_PROVIDED RECORDS_
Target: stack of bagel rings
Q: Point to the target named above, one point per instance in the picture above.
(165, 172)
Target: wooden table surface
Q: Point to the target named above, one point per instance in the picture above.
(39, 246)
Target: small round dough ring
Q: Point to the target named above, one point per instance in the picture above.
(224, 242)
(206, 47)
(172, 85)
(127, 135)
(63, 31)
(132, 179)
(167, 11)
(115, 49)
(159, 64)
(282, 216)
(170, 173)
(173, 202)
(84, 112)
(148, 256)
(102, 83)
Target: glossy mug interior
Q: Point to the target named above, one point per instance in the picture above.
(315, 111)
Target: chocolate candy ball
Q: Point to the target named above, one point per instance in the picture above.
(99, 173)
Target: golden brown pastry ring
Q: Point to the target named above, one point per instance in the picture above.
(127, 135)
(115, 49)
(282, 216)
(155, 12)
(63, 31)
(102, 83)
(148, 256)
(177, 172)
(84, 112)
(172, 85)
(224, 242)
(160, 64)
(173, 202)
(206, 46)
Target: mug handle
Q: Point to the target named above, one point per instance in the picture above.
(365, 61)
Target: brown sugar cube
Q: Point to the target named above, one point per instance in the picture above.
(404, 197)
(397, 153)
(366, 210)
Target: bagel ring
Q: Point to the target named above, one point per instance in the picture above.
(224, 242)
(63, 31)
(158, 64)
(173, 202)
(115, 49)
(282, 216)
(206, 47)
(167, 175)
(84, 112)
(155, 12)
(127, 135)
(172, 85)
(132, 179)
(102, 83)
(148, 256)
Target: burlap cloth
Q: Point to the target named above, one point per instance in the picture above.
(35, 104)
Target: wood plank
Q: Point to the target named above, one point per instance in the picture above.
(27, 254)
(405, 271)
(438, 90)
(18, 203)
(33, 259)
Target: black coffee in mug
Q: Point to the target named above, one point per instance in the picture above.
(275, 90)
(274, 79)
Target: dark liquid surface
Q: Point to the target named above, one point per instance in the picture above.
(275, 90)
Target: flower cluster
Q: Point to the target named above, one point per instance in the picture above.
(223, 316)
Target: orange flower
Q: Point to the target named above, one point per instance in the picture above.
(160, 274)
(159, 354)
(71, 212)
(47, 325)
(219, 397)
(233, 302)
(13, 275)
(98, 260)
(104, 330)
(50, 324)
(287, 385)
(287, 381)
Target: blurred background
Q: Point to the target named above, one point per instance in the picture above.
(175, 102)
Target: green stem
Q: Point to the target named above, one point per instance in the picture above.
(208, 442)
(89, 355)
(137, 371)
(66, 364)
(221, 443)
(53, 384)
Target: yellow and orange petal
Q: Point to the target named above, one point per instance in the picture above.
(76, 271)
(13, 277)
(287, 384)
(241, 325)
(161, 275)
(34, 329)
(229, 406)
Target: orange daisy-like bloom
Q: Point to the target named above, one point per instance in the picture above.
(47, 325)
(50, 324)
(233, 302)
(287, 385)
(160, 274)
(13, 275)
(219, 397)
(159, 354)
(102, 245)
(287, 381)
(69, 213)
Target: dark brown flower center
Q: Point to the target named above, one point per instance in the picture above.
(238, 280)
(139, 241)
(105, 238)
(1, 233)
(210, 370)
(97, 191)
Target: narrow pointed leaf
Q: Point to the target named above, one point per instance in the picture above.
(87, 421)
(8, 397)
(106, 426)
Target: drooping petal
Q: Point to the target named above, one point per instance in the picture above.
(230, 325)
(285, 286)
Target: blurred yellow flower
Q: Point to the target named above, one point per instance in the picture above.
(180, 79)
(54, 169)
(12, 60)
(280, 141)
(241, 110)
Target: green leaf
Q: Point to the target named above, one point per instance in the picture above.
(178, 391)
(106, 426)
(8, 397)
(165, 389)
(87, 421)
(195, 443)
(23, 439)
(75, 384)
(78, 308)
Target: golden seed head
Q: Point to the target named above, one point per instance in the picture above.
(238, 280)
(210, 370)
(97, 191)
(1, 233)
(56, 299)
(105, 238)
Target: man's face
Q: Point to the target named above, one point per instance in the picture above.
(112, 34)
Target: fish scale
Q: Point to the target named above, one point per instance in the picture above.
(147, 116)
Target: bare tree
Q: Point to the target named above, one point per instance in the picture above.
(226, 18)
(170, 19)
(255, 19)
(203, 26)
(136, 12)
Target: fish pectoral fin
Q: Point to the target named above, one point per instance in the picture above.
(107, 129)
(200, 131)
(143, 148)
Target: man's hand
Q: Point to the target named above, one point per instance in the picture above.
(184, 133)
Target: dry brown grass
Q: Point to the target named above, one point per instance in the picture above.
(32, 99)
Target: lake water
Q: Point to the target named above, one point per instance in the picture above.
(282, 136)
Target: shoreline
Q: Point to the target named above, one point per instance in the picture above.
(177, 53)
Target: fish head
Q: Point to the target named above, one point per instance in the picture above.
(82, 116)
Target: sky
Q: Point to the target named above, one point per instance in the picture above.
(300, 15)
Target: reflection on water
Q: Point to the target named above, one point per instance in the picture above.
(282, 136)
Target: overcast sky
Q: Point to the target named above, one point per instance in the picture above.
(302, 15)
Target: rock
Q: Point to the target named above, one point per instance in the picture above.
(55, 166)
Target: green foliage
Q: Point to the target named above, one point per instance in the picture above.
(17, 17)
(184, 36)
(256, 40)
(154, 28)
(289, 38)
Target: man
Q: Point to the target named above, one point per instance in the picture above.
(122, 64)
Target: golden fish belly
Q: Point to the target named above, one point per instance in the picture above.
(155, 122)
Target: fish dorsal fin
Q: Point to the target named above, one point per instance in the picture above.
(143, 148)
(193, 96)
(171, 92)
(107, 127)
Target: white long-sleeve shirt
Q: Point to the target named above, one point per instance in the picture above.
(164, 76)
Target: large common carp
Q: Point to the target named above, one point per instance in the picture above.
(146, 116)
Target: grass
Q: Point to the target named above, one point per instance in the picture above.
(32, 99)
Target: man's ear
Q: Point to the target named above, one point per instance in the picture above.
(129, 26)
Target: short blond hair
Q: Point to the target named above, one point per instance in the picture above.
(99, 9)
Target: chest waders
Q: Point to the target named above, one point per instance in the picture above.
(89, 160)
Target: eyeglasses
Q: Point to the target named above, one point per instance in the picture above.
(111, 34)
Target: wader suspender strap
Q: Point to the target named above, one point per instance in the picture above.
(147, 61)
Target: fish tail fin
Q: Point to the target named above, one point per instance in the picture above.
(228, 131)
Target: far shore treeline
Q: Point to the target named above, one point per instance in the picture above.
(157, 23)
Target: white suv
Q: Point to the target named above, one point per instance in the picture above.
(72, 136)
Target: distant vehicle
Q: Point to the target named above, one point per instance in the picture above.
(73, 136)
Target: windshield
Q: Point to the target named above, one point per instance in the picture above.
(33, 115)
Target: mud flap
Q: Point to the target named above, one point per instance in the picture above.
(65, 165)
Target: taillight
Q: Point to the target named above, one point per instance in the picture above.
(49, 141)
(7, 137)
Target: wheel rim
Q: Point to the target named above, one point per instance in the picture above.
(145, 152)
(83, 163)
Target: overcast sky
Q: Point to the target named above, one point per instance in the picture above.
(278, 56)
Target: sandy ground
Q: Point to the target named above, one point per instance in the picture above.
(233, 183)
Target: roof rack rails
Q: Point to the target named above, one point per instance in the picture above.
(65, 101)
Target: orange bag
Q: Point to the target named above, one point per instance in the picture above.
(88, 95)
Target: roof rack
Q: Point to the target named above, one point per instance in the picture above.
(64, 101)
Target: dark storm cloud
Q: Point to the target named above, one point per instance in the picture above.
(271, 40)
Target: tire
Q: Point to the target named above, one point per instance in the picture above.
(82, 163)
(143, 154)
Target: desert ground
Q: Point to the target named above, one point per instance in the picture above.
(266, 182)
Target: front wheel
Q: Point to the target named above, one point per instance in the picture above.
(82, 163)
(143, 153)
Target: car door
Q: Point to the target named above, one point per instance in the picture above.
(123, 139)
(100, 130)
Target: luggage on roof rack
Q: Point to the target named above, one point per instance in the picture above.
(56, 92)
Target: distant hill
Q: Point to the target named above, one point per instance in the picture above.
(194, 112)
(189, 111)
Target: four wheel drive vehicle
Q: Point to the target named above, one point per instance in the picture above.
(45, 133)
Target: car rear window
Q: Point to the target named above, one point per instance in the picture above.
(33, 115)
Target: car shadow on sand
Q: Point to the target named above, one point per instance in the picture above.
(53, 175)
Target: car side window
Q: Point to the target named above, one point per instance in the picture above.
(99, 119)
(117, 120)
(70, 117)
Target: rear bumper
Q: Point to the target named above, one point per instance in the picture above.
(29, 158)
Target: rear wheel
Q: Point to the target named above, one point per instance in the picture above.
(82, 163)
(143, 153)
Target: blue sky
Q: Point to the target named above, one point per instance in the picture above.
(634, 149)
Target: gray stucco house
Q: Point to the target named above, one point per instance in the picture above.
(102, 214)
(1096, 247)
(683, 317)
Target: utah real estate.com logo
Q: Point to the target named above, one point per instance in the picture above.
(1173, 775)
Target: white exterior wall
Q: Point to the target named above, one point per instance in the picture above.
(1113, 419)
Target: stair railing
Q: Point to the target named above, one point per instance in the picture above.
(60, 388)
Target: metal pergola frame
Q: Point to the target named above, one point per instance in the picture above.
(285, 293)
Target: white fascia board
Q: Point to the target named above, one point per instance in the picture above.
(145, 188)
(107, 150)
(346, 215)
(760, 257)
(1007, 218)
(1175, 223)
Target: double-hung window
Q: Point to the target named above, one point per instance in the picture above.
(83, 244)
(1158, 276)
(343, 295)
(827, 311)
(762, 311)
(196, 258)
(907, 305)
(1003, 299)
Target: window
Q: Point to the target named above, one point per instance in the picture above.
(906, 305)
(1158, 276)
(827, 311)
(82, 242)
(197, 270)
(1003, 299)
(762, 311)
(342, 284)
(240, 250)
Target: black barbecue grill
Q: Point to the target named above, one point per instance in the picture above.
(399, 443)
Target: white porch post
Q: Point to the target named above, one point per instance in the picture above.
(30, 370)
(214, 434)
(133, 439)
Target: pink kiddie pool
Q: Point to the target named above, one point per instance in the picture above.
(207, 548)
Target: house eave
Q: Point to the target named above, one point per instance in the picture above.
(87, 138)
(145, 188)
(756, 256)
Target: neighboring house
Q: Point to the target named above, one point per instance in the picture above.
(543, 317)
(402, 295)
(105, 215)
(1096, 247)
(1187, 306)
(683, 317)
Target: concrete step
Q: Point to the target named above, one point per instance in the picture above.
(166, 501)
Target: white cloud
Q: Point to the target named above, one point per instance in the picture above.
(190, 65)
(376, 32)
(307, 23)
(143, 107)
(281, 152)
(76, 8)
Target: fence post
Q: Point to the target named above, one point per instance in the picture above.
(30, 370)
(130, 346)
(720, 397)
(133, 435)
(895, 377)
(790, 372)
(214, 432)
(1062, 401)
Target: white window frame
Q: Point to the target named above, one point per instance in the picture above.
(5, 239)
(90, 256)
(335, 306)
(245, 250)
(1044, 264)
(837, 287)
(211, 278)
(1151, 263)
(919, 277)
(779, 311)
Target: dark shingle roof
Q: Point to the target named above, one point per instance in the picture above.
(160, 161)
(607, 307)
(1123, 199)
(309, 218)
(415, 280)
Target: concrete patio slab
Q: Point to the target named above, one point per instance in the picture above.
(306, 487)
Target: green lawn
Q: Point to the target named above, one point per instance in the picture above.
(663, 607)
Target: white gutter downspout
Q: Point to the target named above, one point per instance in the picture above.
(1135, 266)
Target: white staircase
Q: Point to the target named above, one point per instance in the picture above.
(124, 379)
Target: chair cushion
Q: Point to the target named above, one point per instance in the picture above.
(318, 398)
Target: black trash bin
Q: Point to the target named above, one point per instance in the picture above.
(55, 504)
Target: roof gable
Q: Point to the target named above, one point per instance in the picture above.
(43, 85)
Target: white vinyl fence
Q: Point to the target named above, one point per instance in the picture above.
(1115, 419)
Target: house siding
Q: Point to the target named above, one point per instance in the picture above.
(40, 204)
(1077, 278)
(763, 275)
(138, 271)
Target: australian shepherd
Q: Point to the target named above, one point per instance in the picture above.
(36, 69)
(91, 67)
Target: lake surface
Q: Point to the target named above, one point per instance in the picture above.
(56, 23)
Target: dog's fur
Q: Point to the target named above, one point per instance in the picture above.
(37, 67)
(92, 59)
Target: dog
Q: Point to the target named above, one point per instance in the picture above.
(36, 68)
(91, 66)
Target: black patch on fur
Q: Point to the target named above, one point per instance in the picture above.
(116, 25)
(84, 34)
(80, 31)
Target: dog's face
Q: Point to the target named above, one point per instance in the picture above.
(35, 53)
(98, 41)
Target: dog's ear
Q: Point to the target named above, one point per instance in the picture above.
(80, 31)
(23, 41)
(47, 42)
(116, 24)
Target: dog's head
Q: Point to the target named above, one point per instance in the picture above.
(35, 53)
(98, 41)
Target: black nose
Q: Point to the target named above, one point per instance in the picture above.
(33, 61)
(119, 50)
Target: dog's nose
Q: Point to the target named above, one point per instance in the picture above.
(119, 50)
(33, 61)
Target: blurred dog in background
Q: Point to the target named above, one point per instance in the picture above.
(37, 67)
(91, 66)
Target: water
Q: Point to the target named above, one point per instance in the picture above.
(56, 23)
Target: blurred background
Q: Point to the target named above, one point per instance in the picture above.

_WHAT TO WORK ON_
Reproduce only the lines between the line containing "Target: black patch on fur" and the last line of the records, those two lines included, exactly.

_ANSWER TO THIS PROBLEM_
Target: black patch on fur
Q: Point to the target named above, one point per instance in the picture above.
(116, 25)
(84, 34)
(80, 31)
Target: dog's face
Q: Point to the target named above, one point per instance in the picture above.
(35, 53)
(98, 41)
Target: dog's ear
Q: Point to the target named above, one point per instance in the picture above.
(80, 31)
(23, 41)
(47, 42)
(116, 24)
Target: dog's head
Q: Point to the target named above, one point per instance in the picture above.
(35, 53)
(98, 41)
Target: black nose
Q: Point to the target named above, one point per instance in the picture above.
(33, 61)
(119, 50)
Target: dog's nose
Q: Point to the target named above, one point per instance in the picture above.
(119, 50)
(33, 61)
Target: blurred dog in background
Q: Point to the target named above, one point per instance in the picture above.
(37, 67)
(91, 66)
Target: water
Q: Point to the target named above, one point per instance in the picture above.
(56, 23)
Target: blurred background
Q: Point to the target named above, one point per instance in the picture above.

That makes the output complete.